Request: Output exactly, please, the lines of the records below from the one containing "Objective — one marker on every instance of the bell" through the final line.

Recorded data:
-- begin --

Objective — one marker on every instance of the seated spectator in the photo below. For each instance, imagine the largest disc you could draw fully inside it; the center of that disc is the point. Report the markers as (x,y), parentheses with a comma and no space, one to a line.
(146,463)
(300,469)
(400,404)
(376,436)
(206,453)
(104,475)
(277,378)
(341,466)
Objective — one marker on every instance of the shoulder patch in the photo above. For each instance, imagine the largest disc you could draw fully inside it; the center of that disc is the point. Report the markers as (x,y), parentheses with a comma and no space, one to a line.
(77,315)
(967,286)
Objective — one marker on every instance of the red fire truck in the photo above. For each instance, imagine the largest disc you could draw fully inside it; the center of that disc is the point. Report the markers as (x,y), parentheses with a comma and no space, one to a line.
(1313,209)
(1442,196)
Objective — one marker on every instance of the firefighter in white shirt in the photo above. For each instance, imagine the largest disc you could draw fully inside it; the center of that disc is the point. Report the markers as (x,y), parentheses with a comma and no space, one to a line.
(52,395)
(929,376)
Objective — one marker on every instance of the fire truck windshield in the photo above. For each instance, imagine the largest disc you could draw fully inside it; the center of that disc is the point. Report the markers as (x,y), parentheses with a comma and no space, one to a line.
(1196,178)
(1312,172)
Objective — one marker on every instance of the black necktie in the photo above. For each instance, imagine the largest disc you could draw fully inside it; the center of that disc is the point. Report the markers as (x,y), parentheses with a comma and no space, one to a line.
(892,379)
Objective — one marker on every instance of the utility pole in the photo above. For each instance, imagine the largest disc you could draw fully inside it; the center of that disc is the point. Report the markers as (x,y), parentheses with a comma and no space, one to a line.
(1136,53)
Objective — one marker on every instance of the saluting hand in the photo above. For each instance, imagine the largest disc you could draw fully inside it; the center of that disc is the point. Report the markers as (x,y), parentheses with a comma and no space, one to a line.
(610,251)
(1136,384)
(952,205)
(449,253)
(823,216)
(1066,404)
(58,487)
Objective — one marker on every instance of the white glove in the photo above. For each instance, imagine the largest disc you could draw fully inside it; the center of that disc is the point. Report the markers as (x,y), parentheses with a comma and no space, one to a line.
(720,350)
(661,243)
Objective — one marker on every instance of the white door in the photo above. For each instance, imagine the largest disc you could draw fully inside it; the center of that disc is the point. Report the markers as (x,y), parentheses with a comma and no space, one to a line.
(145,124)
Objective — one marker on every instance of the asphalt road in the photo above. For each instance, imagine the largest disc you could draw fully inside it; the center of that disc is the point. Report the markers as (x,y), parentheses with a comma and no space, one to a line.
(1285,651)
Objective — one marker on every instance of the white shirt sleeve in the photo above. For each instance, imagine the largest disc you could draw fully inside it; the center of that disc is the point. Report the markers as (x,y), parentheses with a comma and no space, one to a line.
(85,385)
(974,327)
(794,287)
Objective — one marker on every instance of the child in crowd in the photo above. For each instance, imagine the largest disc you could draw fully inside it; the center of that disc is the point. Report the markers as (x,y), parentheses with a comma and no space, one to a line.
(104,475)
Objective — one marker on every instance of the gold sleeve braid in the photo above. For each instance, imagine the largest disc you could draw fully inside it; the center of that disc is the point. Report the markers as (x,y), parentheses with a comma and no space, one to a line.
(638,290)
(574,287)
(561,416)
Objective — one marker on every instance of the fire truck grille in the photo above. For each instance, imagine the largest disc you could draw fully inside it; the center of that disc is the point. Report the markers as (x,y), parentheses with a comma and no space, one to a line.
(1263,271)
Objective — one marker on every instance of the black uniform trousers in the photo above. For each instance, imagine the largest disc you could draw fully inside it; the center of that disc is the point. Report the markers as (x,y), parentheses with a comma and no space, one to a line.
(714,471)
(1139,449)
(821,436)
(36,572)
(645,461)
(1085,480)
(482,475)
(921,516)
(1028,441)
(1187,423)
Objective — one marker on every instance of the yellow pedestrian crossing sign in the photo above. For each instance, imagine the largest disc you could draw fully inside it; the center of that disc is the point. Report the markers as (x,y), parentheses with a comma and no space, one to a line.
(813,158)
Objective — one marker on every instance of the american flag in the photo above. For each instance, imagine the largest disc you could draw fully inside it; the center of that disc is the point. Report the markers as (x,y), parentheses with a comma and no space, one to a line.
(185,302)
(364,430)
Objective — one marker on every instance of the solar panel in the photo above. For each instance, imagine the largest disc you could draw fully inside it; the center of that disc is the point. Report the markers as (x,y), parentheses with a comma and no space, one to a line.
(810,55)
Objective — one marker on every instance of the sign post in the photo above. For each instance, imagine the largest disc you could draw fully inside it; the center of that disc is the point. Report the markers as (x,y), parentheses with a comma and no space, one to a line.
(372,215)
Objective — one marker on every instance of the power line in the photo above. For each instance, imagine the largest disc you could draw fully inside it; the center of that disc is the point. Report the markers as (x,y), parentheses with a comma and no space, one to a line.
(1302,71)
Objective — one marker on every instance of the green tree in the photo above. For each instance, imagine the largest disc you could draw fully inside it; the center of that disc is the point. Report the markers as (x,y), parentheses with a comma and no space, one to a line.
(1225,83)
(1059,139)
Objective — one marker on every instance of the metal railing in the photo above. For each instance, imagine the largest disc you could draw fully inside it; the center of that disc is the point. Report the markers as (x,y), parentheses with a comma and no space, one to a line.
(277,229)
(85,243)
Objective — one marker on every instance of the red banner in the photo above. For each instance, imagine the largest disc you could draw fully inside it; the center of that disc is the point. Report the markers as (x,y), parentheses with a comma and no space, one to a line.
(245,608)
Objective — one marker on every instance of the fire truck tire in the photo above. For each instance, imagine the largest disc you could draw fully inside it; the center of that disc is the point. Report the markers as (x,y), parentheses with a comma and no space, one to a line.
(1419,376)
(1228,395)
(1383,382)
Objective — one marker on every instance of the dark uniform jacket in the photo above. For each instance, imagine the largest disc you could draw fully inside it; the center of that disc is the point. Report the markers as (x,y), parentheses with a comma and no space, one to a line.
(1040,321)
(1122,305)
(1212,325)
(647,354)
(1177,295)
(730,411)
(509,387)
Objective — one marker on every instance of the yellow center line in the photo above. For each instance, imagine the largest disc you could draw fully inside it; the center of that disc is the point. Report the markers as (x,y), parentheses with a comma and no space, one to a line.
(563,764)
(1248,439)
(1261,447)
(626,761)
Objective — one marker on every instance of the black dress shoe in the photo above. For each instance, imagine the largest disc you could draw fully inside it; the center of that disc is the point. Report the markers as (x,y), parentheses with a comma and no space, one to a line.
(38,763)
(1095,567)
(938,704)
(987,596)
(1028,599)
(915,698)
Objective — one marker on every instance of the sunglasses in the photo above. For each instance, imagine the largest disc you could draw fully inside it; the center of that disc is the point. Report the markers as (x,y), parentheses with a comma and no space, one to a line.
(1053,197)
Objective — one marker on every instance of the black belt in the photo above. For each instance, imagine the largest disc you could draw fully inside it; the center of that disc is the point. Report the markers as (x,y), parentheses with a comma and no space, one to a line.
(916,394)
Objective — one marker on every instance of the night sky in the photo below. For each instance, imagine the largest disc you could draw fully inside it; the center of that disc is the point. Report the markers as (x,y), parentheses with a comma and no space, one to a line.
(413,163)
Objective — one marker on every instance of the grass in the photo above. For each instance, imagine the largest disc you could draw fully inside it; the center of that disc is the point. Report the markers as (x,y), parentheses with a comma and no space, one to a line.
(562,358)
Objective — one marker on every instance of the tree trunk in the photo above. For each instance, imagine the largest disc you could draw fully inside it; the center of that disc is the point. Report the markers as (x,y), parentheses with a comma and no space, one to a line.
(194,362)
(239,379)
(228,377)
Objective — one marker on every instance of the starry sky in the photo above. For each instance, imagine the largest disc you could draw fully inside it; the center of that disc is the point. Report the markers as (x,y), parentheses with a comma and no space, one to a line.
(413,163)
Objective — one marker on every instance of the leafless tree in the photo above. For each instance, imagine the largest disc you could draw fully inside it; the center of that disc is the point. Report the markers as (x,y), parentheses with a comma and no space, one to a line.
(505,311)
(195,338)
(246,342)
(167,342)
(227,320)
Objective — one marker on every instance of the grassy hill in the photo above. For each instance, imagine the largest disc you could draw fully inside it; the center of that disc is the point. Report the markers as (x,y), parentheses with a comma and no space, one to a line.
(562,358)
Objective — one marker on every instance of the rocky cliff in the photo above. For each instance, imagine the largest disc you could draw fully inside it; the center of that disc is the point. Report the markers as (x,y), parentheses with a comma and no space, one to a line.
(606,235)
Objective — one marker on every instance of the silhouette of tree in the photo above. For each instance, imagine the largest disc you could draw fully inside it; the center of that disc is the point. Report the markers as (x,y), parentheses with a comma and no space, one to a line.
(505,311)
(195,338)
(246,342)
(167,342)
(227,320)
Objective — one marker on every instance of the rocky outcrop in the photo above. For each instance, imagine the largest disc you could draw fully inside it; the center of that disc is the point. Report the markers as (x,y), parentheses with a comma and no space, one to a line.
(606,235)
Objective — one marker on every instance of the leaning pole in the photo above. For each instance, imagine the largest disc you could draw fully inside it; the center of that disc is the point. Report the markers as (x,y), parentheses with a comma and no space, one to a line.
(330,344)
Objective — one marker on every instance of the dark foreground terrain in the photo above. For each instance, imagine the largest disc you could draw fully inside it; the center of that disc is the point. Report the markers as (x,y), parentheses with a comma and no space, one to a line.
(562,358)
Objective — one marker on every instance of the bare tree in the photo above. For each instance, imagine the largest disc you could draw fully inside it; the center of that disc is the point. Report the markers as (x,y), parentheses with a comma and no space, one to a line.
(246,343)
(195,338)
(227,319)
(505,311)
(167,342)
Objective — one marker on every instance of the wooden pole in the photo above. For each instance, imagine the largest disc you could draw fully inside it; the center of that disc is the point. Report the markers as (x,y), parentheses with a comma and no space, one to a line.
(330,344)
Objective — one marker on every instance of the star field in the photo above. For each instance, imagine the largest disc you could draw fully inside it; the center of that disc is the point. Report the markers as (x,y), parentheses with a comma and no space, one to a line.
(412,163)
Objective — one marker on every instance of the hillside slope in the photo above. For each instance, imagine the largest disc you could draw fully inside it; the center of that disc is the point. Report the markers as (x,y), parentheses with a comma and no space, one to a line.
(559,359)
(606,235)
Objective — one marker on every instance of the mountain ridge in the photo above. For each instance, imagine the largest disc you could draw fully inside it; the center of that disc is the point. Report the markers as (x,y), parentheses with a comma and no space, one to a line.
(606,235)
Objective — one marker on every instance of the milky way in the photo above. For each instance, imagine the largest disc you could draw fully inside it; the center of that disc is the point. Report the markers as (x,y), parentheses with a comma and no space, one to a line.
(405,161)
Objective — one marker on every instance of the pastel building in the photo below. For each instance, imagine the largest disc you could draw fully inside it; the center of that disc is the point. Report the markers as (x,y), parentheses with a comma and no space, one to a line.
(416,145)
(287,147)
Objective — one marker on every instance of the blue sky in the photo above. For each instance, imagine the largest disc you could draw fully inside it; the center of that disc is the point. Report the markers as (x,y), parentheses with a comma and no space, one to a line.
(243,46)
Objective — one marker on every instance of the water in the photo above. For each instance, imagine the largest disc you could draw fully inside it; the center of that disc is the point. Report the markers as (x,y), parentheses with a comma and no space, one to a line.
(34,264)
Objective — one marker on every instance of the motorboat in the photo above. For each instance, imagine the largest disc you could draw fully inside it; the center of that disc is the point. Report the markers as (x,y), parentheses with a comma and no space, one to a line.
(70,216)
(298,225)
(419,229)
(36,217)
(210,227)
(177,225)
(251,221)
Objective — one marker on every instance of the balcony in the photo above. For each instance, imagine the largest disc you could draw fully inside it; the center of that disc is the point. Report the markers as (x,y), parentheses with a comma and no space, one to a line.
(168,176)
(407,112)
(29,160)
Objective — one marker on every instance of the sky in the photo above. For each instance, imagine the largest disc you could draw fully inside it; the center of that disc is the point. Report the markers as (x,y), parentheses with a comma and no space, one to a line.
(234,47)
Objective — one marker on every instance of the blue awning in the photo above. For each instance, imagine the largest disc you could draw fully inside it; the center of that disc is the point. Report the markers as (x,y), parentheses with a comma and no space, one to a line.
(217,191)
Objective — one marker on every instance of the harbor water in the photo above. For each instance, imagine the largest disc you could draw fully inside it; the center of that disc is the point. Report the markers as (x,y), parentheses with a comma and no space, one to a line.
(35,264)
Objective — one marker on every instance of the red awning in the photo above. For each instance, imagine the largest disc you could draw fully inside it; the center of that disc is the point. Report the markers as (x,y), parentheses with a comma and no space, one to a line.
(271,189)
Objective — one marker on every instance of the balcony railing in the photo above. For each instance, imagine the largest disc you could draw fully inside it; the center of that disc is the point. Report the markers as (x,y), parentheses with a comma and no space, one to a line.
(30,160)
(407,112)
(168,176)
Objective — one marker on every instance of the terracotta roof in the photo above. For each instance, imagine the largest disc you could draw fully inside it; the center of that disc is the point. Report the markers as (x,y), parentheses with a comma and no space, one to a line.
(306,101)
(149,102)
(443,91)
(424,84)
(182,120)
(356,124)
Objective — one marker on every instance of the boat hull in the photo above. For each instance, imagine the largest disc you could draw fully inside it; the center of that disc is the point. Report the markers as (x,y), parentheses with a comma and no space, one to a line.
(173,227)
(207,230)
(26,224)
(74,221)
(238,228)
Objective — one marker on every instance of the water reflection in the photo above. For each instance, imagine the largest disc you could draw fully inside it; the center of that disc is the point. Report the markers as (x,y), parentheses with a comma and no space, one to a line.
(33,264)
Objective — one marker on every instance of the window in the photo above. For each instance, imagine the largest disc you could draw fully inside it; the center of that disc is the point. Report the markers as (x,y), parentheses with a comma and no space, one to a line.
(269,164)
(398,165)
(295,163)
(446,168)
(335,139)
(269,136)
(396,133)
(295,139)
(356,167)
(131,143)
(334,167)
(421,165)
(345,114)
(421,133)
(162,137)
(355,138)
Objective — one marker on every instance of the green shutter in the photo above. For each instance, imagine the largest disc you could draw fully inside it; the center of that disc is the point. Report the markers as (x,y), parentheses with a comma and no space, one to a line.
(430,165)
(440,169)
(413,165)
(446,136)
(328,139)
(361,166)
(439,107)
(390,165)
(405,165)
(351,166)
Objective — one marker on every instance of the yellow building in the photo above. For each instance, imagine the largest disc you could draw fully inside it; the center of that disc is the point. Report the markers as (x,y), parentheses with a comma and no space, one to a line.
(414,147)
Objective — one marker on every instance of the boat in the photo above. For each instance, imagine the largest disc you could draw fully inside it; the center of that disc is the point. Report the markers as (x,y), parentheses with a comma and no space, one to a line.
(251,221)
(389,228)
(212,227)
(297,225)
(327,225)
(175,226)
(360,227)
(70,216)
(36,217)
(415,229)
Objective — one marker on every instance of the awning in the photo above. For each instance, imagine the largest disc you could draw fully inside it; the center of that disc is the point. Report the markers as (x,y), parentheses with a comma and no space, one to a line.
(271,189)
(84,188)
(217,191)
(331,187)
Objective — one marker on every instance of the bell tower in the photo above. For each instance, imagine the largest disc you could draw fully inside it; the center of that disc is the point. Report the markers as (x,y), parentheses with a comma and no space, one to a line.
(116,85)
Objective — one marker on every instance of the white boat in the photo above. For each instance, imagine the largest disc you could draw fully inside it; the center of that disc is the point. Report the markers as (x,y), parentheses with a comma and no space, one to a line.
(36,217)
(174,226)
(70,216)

-- end --

Answer:
Objective — one marker on every instance of the bell tower in the photo above. For each instance, imagine the largest disc you could draw fully inside it; the center of that disc is the point. Report the markers as (x,y), parentheses with a comma and no space, one to a line.
(116,85)
Objective — one marker on every instance of the white boat in the photo above. For each instance, imagine the largest disc you could draw fully inside it; the center of that disc is the point. Report the markers as (x,y), parentheses with a comma and no space, one to a line.
(36,217)
(174,226)
(70,216)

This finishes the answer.